## HOW TO COMPLETE THIS TASK:
Reproduce the dog-minerals thread from "I think goats" up to and including "(May 17, 2018)", putting "raspberries" wherever "blackberries" appears.

# Minerals for dogs?



## BethJ (May 28, 2019)

I'm just curious.. so do dogs ever need extra minerals like goats? They drink the same well water as my goats. Do the antagonists not affect them? I've just never known an animal could be SO mineral deficienct as a goat! Even if they are eating a 'complete' goat ration which you would think would be similar to dog chow. Made me curious about other animals.. chickens, cats, etc. Maybe goats are just special..


----------



## BC4goats (Jul 15, 2018)

I think goats are special  But not really because they need minerals regularly...same with cows and sheep...don't know about chickens, really... I know my grandma used to give baby turkeys peppercorn (have no idea why though)... Dogs shouldn't need anything, if you feed high quality food and let them "graze"  (my dogs like to pick and eat blackberries).... but I still like to give them special treats like goats clabber, raw garlic and eggs, fish oil + vit.E mixed with food.


----------



## NigerianDwarfOwner707 (May 17, 2018)

I think it’s hard to compare animals. But it seems that goats have much more extensive issues with holding their minerals than other animals.

You can’t give a dog minerals like a goat, you can only give them mineral rich foods like fish, livers, organs/good quality meats, and certain vegetables and fruits. Aside from this matter, I will also say that not all “complete dog chow”’s just like “complete” goat foods are good. Anyway, the problem here is still the well water. I have hard well water so I give my dog the water I drink from our water cooler. What water do you drink? Can you not give your dogs that? I wouldn’t drink my well water, though I’d drink what I give my goats which goes through a filter first. If you’re water isn’t filtered, I wouldn’t give it to any of your creatures including yourself.

Hard well water is just not water you want to be drinking.

But also, keep in mind that mineral deficiencies in dogs are very different than goats. It won’t progress as nice and slow as tails losing hair and coat getting rougher and changing colors, they experience bone density issues and blood issues that are very, very serious.


----------



## BethJ (May 28, 2019)

## RECORD EXCERPTS:
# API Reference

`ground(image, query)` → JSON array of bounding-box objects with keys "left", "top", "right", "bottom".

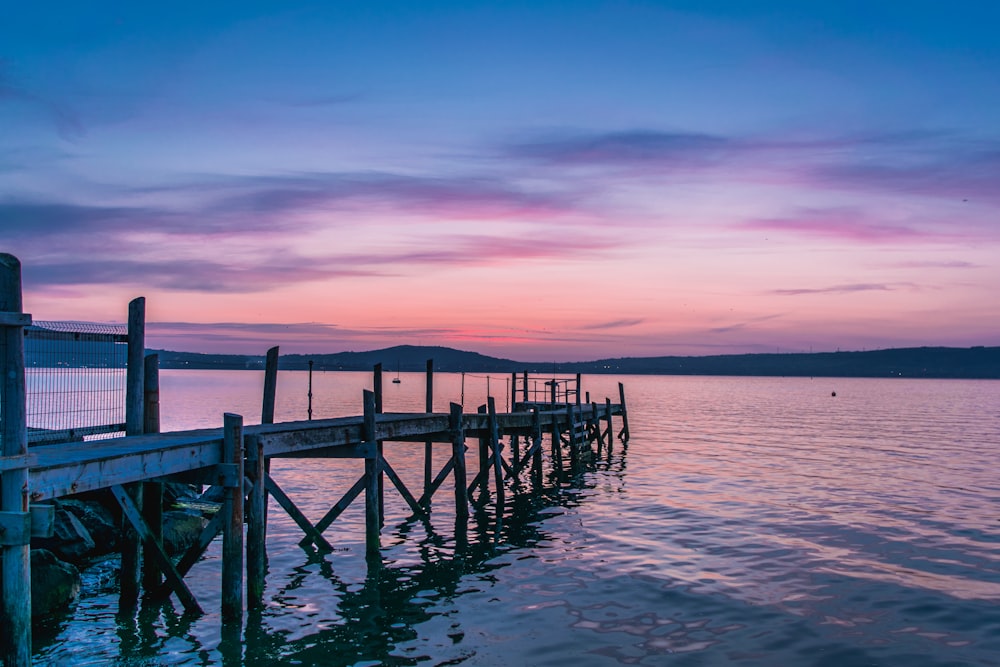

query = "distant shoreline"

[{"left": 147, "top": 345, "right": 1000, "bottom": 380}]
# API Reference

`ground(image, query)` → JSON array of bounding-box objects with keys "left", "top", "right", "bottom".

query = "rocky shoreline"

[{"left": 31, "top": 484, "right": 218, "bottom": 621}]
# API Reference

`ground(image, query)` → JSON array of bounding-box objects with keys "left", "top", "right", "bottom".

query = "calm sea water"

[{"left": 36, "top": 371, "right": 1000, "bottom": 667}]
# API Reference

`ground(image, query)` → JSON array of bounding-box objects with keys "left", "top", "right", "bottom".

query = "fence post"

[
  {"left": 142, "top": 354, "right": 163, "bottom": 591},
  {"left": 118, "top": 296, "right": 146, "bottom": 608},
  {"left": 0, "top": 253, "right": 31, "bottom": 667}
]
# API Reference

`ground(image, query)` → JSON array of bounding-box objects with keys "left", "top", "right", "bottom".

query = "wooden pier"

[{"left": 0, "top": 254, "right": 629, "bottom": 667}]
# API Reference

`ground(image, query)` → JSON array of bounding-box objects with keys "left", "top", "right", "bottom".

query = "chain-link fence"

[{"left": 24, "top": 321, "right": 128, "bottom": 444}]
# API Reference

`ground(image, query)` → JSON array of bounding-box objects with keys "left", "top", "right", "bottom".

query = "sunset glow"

## TASK OUTPUT:
I think goats are special  But not really because they need minerals regularly...same with cows and sheep...don't know about chickens, really... I know my grandma used to give baby turkeys peppercorn (have no idea why though)... Dogs shouldn't need anything, if you feed high quality food and let them "graze"  (my dogs like to pick and eat raspberries).... but I still like to give them special treats like goats clabber, raw garlic and eggs, fish oil + vit.E mixed with food.


----------



## NigerianDwarfOwner707 (May 17, 2018)